TASK PROMPT: Rewrite the part of the records that opens with the line containing "Objective — a point for each instance of the concrete" and runs through the end of the records, changing "double-hung window" to "sash window" and leaving everything else as it is.

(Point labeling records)
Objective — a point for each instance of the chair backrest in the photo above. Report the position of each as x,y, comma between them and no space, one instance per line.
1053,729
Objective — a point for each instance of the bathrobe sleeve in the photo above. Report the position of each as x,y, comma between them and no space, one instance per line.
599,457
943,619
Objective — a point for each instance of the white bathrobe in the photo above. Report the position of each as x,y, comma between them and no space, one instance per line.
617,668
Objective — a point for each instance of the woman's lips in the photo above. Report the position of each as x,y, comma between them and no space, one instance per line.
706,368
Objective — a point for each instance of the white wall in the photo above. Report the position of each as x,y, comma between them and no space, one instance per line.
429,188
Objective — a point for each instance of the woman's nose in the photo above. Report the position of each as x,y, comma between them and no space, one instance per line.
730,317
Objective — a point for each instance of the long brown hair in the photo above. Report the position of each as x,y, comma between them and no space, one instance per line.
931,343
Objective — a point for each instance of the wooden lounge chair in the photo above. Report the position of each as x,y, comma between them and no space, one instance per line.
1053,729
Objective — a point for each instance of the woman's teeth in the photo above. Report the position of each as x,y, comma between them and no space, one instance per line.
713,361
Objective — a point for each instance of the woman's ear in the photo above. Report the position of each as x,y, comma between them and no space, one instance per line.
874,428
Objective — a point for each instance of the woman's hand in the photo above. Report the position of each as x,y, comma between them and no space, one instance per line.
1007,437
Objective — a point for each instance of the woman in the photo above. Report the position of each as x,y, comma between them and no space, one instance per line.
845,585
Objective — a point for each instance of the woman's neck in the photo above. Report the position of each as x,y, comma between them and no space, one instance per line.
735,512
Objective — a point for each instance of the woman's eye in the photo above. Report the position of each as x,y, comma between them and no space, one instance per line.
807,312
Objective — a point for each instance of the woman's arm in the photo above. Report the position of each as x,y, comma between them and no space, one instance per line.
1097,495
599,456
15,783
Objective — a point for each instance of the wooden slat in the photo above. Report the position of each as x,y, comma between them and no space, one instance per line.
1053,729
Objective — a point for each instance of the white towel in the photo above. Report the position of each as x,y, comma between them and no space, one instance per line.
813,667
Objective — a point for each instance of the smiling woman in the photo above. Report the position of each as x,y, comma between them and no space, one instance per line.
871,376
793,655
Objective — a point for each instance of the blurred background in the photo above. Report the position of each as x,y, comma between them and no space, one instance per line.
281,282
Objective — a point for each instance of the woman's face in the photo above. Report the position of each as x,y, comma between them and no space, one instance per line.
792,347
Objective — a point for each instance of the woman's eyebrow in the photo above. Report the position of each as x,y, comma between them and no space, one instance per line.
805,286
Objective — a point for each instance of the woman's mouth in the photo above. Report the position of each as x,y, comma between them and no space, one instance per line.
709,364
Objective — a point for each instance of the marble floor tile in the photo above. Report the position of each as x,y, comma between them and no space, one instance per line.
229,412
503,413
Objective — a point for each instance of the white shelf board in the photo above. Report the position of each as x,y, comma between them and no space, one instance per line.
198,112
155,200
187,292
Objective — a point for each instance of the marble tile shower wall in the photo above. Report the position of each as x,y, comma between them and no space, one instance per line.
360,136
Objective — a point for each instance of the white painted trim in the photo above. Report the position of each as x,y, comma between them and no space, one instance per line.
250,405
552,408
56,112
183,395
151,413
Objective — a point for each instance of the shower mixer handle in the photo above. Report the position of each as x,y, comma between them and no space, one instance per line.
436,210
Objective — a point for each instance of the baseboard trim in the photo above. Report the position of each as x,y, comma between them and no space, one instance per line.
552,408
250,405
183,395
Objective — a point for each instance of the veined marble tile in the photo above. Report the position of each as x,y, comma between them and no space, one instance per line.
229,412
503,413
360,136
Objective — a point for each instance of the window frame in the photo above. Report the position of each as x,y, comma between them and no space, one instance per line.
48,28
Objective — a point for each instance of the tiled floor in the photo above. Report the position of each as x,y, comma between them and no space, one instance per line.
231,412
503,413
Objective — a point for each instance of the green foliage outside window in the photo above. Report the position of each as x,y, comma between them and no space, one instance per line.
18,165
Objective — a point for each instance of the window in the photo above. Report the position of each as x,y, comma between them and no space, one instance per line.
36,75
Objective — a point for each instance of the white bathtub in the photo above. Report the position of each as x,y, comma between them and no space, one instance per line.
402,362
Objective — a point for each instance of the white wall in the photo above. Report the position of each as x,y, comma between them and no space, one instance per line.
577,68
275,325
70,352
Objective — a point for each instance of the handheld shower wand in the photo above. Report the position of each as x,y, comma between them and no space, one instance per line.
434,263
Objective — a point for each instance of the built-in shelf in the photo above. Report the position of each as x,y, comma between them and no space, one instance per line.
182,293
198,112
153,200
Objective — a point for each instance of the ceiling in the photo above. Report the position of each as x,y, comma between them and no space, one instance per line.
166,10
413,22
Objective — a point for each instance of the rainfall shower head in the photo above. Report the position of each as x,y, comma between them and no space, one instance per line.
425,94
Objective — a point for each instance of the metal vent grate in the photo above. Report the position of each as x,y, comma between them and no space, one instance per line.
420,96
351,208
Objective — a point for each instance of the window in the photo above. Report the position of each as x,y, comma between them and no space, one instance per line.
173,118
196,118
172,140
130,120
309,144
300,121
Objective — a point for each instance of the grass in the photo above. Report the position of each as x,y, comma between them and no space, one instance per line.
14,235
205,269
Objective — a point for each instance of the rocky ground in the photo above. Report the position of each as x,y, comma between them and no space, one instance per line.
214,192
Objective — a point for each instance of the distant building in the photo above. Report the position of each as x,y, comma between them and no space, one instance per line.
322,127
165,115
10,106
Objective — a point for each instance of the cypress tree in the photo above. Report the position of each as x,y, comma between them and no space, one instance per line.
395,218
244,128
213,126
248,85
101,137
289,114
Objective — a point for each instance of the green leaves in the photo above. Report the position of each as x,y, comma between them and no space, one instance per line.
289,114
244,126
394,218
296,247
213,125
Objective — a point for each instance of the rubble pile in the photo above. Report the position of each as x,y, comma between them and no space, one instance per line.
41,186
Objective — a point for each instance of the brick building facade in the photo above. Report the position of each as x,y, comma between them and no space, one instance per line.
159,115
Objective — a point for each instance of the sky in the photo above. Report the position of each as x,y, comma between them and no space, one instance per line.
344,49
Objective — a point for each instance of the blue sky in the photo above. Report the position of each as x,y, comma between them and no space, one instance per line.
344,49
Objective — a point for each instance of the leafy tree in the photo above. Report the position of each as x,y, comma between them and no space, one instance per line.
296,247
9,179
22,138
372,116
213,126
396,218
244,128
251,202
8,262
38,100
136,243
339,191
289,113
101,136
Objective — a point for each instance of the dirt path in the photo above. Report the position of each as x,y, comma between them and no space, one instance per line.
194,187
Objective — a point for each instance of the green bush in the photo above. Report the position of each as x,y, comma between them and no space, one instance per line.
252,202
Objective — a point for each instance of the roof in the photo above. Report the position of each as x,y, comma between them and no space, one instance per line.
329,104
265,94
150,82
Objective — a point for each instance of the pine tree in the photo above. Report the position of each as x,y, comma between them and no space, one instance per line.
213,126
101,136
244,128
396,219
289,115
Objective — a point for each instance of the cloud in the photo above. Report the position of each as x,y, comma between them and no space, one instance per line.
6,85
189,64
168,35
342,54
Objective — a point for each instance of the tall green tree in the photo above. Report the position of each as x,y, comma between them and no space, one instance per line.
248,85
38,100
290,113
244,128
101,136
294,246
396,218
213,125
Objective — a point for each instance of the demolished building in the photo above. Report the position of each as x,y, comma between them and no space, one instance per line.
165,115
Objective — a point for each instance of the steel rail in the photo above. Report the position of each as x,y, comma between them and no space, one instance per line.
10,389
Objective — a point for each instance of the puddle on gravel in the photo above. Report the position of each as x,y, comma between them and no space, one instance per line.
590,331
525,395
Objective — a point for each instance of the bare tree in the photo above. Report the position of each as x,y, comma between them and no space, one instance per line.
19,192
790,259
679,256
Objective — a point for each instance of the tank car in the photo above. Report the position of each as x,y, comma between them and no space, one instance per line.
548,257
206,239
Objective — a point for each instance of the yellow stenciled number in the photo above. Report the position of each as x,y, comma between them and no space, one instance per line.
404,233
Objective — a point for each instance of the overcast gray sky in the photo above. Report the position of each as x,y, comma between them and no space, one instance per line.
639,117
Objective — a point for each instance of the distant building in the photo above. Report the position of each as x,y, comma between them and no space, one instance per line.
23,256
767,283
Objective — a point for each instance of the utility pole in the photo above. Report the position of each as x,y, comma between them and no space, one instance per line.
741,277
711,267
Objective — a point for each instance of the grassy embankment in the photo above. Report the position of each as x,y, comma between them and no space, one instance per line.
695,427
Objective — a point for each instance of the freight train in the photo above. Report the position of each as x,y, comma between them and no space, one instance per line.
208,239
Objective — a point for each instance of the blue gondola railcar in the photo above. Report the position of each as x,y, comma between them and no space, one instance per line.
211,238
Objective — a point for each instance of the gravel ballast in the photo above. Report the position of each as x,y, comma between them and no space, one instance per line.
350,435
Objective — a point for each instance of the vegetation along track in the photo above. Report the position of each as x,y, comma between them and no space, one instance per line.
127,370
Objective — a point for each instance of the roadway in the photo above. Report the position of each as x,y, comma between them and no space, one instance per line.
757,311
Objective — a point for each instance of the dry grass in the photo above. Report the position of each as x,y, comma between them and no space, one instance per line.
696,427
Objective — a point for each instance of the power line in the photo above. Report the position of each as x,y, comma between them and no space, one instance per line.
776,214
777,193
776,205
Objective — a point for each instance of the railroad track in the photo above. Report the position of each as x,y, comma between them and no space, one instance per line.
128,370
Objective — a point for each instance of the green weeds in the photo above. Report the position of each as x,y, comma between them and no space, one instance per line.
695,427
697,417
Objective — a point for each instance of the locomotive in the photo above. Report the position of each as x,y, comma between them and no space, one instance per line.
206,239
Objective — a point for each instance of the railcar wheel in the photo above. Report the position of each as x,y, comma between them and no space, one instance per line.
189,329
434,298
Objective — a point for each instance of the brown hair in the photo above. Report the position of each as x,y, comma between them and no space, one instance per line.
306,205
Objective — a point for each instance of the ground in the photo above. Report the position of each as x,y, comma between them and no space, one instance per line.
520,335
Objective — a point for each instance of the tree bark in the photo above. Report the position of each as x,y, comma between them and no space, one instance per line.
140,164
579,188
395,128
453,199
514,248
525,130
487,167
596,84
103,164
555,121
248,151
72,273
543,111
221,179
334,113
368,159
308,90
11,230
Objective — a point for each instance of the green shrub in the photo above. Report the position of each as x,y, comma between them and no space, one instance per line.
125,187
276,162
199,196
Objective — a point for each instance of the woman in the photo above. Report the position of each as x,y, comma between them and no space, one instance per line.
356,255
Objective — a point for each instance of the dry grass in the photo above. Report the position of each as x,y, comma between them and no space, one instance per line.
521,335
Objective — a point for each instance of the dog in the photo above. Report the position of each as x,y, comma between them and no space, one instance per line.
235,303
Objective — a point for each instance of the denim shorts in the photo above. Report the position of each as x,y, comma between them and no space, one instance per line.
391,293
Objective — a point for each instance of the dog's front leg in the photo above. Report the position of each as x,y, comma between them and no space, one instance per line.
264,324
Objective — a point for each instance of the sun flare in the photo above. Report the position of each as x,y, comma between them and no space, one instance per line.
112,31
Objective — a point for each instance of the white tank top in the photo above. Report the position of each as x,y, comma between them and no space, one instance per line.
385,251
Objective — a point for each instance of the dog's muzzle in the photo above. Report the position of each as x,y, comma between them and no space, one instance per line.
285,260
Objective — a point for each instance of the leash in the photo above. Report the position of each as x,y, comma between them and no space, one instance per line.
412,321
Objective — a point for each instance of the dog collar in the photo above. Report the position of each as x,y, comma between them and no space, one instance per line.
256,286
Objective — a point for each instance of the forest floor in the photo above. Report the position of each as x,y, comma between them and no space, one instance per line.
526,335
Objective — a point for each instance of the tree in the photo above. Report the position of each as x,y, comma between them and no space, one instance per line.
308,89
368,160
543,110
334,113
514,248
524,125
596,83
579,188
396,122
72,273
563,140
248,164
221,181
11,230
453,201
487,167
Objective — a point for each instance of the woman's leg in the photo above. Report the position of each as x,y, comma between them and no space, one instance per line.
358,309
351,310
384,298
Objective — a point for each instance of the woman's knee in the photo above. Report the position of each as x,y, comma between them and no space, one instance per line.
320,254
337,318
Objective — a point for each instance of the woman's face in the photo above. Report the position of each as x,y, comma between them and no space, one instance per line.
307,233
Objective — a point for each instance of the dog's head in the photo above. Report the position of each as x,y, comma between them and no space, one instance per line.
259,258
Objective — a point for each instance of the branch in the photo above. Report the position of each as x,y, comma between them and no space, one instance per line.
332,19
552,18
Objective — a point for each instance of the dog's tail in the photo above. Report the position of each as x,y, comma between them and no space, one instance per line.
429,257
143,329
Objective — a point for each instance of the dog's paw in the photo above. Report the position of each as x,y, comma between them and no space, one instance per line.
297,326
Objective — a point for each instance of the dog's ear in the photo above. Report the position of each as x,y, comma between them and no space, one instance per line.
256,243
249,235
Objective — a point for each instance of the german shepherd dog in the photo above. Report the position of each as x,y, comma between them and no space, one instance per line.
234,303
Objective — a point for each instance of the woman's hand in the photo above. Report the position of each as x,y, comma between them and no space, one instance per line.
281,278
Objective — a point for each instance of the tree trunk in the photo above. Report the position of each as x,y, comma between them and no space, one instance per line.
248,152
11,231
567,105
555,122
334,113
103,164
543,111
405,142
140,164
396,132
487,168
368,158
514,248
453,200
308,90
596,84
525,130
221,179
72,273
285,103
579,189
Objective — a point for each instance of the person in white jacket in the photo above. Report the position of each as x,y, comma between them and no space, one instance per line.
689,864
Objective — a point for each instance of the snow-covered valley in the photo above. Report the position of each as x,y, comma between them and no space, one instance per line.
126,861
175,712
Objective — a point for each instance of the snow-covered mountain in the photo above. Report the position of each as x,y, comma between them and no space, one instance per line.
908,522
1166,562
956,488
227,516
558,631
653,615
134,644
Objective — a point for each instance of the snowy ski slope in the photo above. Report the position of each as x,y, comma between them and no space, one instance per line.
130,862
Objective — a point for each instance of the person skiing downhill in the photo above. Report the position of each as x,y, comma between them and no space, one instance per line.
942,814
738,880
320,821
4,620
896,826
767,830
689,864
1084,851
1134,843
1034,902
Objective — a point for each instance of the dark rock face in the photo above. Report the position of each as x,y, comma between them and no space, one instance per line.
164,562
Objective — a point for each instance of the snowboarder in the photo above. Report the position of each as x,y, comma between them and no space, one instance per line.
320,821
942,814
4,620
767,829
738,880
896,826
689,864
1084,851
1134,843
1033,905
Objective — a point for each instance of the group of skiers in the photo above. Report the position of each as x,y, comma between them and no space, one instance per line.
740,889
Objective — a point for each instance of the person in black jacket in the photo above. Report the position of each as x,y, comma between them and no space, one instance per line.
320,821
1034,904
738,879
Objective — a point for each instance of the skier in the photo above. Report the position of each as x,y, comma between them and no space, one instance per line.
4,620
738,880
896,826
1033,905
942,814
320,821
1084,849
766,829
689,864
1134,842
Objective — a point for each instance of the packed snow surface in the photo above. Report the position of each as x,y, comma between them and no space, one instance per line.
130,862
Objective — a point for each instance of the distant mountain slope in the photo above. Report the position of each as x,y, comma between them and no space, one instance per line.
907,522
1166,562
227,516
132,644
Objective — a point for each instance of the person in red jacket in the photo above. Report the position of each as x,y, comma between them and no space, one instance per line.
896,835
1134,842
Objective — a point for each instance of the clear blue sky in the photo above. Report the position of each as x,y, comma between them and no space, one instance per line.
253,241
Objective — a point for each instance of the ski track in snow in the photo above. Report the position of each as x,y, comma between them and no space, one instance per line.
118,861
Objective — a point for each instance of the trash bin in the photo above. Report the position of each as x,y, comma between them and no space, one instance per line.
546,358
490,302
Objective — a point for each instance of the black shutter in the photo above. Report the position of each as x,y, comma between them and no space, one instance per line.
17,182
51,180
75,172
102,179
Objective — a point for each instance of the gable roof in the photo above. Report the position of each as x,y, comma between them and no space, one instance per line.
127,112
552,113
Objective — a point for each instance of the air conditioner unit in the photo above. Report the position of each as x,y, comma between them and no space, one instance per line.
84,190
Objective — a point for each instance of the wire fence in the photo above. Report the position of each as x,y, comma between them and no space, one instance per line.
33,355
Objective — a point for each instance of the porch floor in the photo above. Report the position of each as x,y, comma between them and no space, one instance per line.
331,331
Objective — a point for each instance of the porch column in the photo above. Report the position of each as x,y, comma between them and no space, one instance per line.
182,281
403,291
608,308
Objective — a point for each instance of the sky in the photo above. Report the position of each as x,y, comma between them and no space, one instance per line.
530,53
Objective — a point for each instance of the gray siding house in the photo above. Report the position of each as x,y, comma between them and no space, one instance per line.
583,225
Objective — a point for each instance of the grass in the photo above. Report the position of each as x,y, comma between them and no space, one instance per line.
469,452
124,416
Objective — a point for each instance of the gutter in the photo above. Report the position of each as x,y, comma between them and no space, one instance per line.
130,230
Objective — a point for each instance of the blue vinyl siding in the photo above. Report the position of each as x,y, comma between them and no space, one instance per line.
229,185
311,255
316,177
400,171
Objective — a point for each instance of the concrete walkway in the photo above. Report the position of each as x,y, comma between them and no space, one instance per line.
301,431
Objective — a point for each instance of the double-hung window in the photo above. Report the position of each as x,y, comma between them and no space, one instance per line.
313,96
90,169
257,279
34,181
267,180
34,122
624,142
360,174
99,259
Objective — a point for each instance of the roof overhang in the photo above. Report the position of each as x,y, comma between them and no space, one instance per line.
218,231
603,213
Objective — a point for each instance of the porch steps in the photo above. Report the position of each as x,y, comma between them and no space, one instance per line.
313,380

OUTPUT OF THE TASK:
Objective — a point for each instance of the concrete walkway in the photo above. Report the position of each as x,y, comma between them and no space, one instance per line.
301,431
Objective — a point for each instance of the sash window in the photo above. Report the position of each as x,y, comma between them and no space, one instance per line.
313,96
90,169
257,279
34,181
267,180
34,122
624,142
360,174
99,259
Objective — a point for each instance of the roof overhang in the photo above. Report the position of each as x,y, comma between them and no space, one instance per line.
218,231
603,213
Objective — a point for each instance of the porch steps in the photo above. Report the position of each as x,y, comma between them and no space, one instance per line.
313,380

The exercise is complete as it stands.